* Begin EXCERPTED RECORDS *
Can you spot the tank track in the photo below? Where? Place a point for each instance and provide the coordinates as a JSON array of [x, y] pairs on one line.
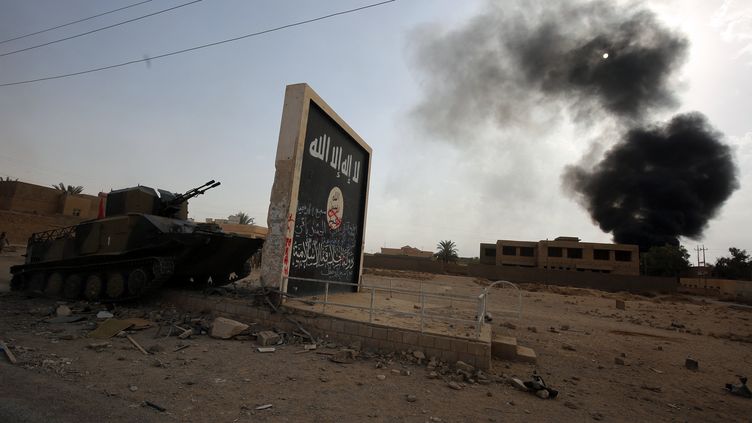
[[111, 281]]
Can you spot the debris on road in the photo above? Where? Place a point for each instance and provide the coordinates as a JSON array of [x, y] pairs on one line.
[[104, 314], [267, 337], [109, 328], [741, 389], [224, 328], [137, 345], [691, 364], [8, 352], [154, 406], [63, 311]]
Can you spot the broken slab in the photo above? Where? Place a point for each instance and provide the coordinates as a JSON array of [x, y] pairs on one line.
[[224, 328], [526, 355], [504, 347], [267, 337]]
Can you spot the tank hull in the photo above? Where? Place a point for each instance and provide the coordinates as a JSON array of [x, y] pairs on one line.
[[125, 257]]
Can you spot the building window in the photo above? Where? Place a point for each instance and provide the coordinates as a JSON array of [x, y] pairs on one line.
[[623, 255], [601, 255], [574, 252]]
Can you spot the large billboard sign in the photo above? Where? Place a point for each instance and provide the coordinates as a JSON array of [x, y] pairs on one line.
[[321, 182]]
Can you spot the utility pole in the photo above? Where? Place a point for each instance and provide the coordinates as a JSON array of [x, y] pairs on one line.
[[701, 266]]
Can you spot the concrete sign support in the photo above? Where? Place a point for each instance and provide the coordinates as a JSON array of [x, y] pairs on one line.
[[317, 210]]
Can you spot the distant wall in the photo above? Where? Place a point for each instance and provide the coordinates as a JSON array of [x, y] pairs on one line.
[[414, 264], [20, 226], [605, 282], [719, 287]]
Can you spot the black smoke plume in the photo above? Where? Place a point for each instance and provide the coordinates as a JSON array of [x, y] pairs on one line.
[[521, 62], [659, 182]]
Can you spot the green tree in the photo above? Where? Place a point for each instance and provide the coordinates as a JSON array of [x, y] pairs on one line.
[[245, 219], [667, 260], [447, 251], [738, 266], [69, 189]]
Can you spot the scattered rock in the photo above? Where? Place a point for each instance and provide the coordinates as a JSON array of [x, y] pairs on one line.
[[105, 315], [344, 356], [224, 328], [63, 311], [691, 364], [98, 346], [518, 384], [461, 365], [267, 337]]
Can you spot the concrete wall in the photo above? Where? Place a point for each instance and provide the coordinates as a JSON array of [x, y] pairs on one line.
[[604, 282], [720, 287], [30, 198], [371, 336], [414, 264]]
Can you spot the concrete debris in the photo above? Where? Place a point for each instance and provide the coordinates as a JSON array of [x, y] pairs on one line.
[[267, 337], [454, 385], [63, 310], [461, 365], [691, 364], [105, 315], [155, 406], [344, 356], [224, 328], [98, 346], [741, 389]]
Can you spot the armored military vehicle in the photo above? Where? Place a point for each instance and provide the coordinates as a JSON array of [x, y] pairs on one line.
[[143, 242]]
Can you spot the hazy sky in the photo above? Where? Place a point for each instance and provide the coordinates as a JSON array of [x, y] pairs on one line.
[[177, 122]]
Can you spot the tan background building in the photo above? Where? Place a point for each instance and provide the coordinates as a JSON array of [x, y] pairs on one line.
[[29, 198], [564, 253]]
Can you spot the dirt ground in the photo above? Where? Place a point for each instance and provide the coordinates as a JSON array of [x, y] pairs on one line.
[[577, 334]]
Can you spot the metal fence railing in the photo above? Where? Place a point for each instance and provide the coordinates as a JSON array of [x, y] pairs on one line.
[[425, 294]]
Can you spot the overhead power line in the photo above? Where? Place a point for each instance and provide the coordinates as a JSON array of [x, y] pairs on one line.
[[74, 22], [174, 53], [100, 29]]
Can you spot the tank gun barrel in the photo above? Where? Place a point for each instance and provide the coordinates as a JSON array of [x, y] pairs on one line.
[[174, 204]]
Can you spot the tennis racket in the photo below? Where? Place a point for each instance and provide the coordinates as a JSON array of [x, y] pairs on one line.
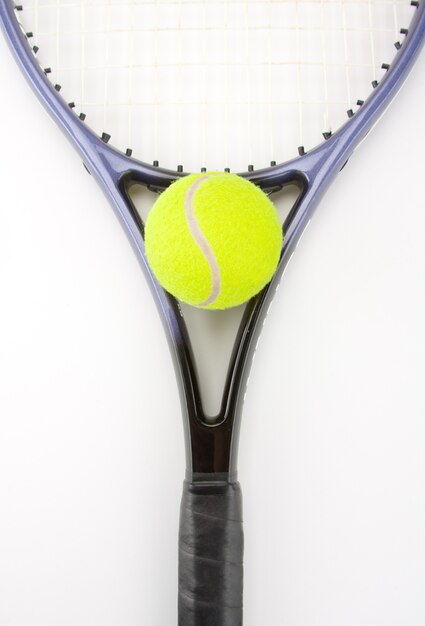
[[280, 91]]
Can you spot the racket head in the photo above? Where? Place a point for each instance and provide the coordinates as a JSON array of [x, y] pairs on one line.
[[212, 445]]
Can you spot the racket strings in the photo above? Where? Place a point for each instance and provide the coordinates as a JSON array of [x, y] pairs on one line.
[[215, 83]]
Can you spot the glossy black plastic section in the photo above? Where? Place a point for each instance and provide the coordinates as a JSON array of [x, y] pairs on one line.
[[211, 554]]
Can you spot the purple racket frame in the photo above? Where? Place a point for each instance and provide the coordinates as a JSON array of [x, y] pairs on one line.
[[211, 446]]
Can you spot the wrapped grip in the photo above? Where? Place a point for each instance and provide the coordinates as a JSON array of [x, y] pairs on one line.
[[210, 555]]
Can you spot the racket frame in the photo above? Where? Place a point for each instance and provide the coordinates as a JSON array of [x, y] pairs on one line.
[[211, 445]]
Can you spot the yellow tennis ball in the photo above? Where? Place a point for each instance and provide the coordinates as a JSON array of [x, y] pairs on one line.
[[213, 240]]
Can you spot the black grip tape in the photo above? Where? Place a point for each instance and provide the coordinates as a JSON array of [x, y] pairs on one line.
[[210, 555]]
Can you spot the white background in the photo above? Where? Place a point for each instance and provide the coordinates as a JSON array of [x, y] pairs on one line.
[[333, 438]]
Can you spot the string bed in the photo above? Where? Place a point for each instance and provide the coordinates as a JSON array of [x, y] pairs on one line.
[[215, 83]]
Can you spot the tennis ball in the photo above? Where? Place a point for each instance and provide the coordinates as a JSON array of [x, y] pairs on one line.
[[213, 240]]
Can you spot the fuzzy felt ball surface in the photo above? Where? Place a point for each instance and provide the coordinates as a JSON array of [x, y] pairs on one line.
[[213, 240]]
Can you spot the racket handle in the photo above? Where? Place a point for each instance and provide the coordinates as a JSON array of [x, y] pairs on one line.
[[210, 554]]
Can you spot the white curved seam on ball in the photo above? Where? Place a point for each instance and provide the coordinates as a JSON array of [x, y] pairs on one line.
* End EXCERPTED RECORDS *
- [GOAL]:
Reproduce the entire listing above verbatim, line by line, leaving out the pictures.

- [CORRECT OUTPUT]:
Can you spot the tank track in the photo below? Where? Place a point for each instance and provide the coordinates as a JSON array of [x, y] pairs on one line.
[[111, 281]]
Can you spot the debris on road in the photo above? Where? Place a point for each instance and provide the coordinates as a JSON array of [x, y] pairs on one line.
[[104, 314], [267, 337], [109, 328], [741, 389], [224, 328], [137, 345], [691, 364], [8, 352], [154, 406], [63, 311]]
Can you spot the broken slab in the photo above? Where? Place a point for each instance and provide the coordinates as a JSON array of [x, y] pairs on one line.
[[224, 328], [526, 355], [504, 347], [267, 337]]
Can you spot the tank hull in the photo above? Where? Place a point for each instance and provide the coordinates as a JSON array of [x, y] pairs on one line.
[[125, 257]]
Can you spot the building window in the photo above? Where? Place a point for each instance and provide the coordinates as a JSON array of [x, y] pairs on one line.
[[623, 255], [601, 255], [574, 252]]
Can you spot the large billboard sign in the photo above? Where? Place a point for each instance and provide the coordinates as a JSON array of [x, y] pairs on one line.
[[321, 182]]
Can you spot the utility pole in the photo above? Where? Place a point for each instance and provide the coordinates as a JSON array of [x, y] pairs on one line.
[[701, 266]]
Can you spot the concrete sign support in the photo above? Where? Place a point for each instance and provide the coordinates as a JSON array of [x, y] pairs on one line.
[[317, 210]]
Can you spot the distant wall in the photo above? Where? Place a point for each instance and provide the coordinates as a JSON array of [x, y] pairs on one line.
[[414, 264], [20, 226], [605, 282], [719, 287]]
Can you spot the black smoke plume in the photo above? Where? Place a point for each instance and provide the coordinates as a JSON array of [x, y] pairs on one line.
[[521, 62], [659, 182]]
Can you spot the green tree in the photo above? Where? Place a point for each instance and provide the coordinates as a JSON array of [x, y] pairs on one line.
[[245, 219], [667, 260], [447, 251], [738, 266], [69, 189]]
Can you spot the scattered rock in the photo above? Where? Place a point for each instance and provide the coordinates as a JSON array of [x, y] pairs on one line.
[[105, 315], [344, 356], [224, 328], [63, 311], [691, 364], [98, 346], [518, 384], [461, 365], [267, 337]]
Can you spot the concrete wall in the photo above? Where? Place a point for each instance and provide the coordinates as a JSON array of [x, y] pairs on one line.
[[604, 282], [720, 287], [30, 198], [371, 336], [414, 264]]
Can you spot the concrete debris in the photo above? Where? Place a point for each instance and provide the coordinates as a JSON array of [x, y] pairs on one line.
[[267, 337], [454, 385], [63, 310], [461, 365], [691, 364], [105, 315], [155, 406], [344, 356], [224, 328], [98, 346], [741, 389]]
Can you spot the armored military vehicle in the photo above? Where? Place a point for each instance and provide the coordinates as a JSON array of [x, y] pairs on one line.
[[143, 242]]
Can you spot the hazy sky in the photo above? Where? Place a point for each instance and provide the coordinates as a JSON array of [x, y] pairs on one line.
[[177, 122]]
Can you spot the tan background building in the photo above? Where? Place a point for each instance and provide the coordinates as a JSON array of [x, y] pairs on one line.
[[29, 198], [564, 253]]
Can you spot the dirt ground in the photo above? Where? Place a point for each instance and provide the coordinates as a JSON array of [x, y] pairs on one line.
[[577, 334]]
Can you spot the metal fence railing in the photo above? Where? Place a point for each instance and provide the coordinates as a JSON array of [x, y] pairs on one line.
[[425, 294]]
Can you spot the overhead power line in the photo above? Where? Place a point for each instance and provide the coordinates as a JSON array of [x, y] pairs on one line.
[[74, 22], [174, 53], [100, 29]]
Can you spot the tank gun barrel in the photo above? Where? Place a point for each instance and provide the coordinates as a JSON array of [x, y] pairs on one line.
[[174, 204]]
Can you spot the tennis racket in the photo below? Where? Place a point for each instance and provide the coordinates as a JSON array of [x, y] pairs on one line.
[[280, 91]]
Can you spot the racket head in the photo above? Where? Place a point for each instance and provide the coordinates as a JSON array of [x, y] pairs on one line.
[[212, 445]]
Can you spot the racket strings in the photo above? Where? Place a point for each instance and provide the coordinates as a JSON array of [x, y] pairs on one line.
[[215, 83]]
Can you spot the glossy black plastic section in the photo above? Where? Place a point for each instance and provide the coordinates as a JSON array of [x, y] pairs on one line.
[[211, 554]]
Can you spot the purple racket frame in the photo above? Where? Place a point for each instance and provide the coordinates as a JSON array of [x, y] pairs on one line.
[[211, 446]]
Can you spot the wrapped grip in the photo above? Where? Place a point for each instance and provide the coordinates as a JSON array of [x, y] pairs on one line.
[[210, 555]]
Can you spot the racket frame in the photo above? Where? Place a point for each instance and provide the coordinates as a JSON array of [x, y] pairs on one line.
[[211, 445]]
Can you spot the yellow tennis ball in the photo above? Where? Place a point for each instance and provide the coordinates as a JSON array of [x, y] pairs on one line.
[[213, 240]]
Can you spot the black grip tape in the photo above? Where? Place a point for each instance and provide the coordinates as a JSON array of [x, y] pairs on one line.
[[210, 555]]
Can you spot the white background in the photo above? Where? Place a point for each instance and provide the coordinates as a JSON array of [x, y] pairs on one line.
[[333, 438]]
Can you spot the string bed in the photo above? Where? Place a point for each instance and provide the coordinates as a JSON array of [x, y] pairs on one line.
[[215, 83]]
Can you spot the tennis ball in the photo above? Where? Place a point for each instance and provide the coordinates as a JSON array of [x, y] pairs on one line.
[[213, 240]]
Can you spot the fuzzy felt ball surface in the photo above? Where? Place a point for each instance and provide the coordinates as a JSON array of [x, y] pairs on one line.
[[213, 240]]
Can you spot the racket handle in the photo above? Where? Place a point for each instance and provide the coordinates as a JSON array of [x, y] pairs on one line.
[[210, 554]]
Can you spot the white curved seam on ball in the photo above? Where? Place a point for each instance and provide the coordinates as a JSON array of [x, y] pairs on one line.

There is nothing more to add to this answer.